* **Extracted text**

What does it mean to have a “strong” password? How can you be sure your password can’t be compromised? How do websites know when your password is complex enough?

These are questions I started asking myself in the beginning in February. And while it may sound trivial, I wanted to understand how those strength bars know how good my password is.

So let’s start with entropy. Entropy, in the Information Theory sense, measures how unpredictable text is based on the character set used and its length. And to answer these questions, we’ll need to look at password entropy, which measures the strength of the password generation. Meaning, the results from our calculations will signify how hard it is to guess a password under certain assumptions. This will all make sense when we take a look at how password entropy is calculated.

Let’s Talk About Math

Now let’s build out our function. We’ll need two variables - one for the length of our password (denoted as $L$) and another for the set of possible combinations with our dictionary (denoted as $N$). Dictionary, in this sense, means the character set used to generate the password, such as numbers (0-9) to create a PIN or your typical ASCII printable characters (a-z, A-Z, 0-9, and special characters).

* **Brief 1**
In the password entropy text, what does the variable $N$ represent?
* **Brief 2**
List every question asked in the opening paragraph of the password entropy text.
* **Brief 3**
Reproduce the portion of the password entropy text starting with "These are questions" and going on through "entropy is calculated.".
Rely only on the password entropy text for your answers.

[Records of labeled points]
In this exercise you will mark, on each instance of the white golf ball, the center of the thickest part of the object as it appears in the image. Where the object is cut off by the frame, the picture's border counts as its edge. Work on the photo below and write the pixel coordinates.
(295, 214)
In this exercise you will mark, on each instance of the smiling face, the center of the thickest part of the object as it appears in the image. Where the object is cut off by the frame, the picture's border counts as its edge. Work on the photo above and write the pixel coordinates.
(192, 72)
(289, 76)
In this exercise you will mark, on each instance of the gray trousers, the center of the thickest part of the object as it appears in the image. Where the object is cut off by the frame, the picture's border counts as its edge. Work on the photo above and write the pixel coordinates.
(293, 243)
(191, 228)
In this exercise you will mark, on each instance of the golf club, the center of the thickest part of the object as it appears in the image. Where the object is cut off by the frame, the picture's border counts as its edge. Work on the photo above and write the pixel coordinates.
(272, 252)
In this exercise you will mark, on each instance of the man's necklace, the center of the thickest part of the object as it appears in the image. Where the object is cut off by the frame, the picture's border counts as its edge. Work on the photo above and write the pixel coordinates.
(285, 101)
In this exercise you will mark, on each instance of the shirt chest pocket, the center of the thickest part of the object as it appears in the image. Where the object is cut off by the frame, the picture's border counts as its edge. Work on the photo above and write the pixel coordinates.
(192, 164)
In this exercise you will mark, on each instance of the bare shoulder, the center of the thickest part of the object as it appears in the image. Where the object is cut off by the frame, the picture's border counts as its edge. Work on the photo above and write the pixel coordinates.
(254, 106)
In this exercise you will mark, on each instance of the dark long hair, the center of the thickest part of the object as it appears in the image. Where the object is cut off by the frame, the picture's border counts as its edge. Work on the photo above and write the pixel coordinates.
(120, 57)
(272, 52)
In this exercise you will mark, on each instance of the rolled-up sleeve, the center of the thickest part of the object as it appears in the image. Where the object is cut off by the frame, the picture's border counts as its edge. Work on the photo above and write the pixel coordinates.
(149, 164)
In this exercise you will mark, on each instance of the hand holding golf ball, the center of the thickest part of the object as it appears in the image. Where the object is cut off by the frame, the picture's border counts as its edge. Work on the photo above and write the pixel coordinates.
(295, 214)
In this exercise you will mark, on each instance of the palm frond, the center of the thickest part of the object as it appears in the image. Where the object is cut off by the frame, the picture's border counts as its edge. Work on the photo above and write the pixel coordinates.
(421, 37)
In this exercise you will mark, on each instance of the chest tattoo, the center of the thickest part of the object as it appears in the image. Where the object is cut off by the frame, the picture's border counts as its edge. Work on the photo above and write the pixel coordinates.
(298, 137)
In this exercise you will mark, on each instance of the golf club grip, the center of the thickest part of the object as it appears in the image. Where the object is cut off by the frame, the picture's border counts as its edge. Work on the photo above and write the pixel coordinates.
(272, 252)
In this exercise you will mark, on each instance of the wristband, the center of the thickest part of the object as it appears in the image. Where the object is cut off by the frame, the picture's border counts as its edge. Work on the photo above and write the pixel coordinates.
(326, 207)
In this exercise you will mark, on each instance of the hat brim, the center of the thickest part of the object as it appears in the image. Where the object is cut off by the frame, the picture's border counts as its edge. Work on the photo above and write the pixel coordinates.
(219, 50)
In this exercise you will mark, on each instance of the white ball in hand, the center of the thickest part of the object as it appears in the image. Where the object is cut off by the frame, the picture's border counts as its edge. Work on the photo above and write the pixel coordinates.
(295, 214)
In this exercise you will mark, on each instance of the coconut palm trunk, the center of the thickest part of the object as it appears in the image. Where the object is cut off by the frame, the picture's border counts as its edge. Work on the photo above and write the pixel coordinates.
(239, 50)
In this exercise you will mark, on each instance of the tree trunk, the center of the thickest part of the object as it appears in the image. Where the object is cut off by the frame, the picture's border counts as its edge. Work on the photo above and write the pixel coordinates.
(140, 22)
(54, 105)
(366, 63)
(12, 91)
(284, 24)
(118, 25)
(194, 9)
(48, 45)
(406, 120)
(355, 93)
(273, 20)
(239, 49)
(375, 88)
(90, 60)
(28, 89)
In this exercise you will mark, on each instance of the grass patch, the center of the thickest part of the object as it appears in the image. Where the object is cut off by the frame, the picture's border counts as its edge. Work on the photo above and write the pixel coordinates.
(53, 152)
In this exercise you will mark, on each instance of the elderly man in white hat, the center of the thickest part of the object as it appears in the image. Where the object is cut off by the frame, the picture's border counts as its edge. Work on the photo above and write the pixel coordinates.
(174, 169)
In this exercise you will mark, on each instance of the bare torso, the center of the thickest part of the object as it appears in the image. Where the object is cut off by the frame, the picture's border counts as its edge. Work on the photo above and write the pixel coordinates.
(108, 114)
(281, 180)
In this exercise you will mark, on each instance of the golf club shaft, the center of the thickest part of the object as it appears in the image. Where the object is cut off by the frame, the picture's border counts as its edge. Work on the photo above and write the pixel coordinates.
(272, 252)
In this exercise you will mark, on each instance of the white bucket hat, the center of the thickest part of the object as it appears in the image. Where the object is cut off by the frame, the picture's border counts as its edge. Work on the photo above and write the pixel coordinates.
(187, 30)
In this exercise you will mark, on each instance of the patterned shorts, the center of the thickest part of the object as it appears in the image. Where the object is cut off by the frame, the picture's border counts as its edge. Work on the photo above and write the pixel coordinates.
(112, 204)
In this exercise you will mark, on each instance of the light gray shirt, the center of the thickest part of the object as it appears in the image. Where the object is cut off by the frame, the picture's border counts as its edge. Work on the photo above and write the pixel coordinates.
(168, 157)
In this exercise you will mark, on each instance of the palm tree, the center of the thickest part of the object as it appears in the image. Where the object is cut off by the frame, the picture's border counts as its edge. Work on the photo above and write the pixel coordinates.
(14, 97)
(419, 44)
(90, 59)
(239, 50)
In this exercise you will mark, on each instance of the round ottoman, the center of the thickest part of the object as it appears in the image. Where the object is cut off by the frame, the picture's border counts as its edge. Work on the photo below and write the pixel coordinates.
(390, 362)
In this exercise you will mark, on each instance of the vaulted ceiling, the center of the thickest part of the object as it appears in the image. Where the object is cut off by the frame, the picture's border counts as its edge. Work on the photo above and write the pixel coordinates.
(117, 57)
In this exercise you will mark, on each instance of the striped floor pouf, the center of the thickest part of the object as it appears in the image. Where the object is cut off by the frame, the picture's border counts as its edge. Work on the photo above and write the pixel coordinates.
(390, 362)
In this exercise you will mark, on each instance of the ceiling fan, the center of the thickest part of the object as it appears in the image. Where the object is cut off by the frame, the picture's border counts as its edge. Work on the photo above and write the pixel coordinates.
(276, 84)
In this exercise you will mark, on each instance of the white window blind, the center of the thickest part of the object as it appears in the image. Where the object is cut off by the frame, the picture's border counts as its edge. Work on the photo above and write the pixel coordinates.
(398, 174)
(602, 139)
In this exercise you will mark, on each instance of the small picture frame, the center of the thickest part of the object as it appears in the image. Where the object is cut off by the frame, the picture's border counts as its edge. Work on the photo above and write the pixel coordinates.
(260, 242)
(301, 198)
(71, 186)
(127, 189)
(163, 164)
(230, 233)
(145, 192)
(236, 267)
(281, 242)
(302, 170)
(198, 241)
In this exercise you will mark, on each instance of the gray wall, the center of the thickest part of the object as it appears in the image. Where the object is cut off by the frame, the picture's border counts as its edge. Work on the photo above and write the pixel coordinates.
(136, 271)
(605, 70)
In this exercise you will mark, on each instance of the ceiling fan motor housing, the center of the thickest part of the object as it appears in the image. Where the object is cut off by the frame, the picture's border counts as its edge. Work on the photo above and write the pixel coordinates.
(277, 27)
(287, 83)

* **Written response 1**
The set of possible combinations with the dictionary, meaning the character set used to generate the password.

* **Written response 2**
- What does it mean to have a “strong” password?
- How can you be sure your password can’t be compromised?
- How do websites know when your password is complex enough?

* **Written response 3**
These are questions I started asking myself in the beginning in February. And while it may sound trivial, I wanted to understand how those strength bars know how good my password is.

So let’s start with entropy. Entropy, in the Information Theory sense, measures how unpredictable text is based on the character set used and its length. And to answer these questions, we’ll need to look at password entropy, which measures the strength of the password generation. Meaning, the results from our calculations will signify how hard it is to guess a password under certain assumptions. This will all make sense when we take a look at how password entropy is calculated.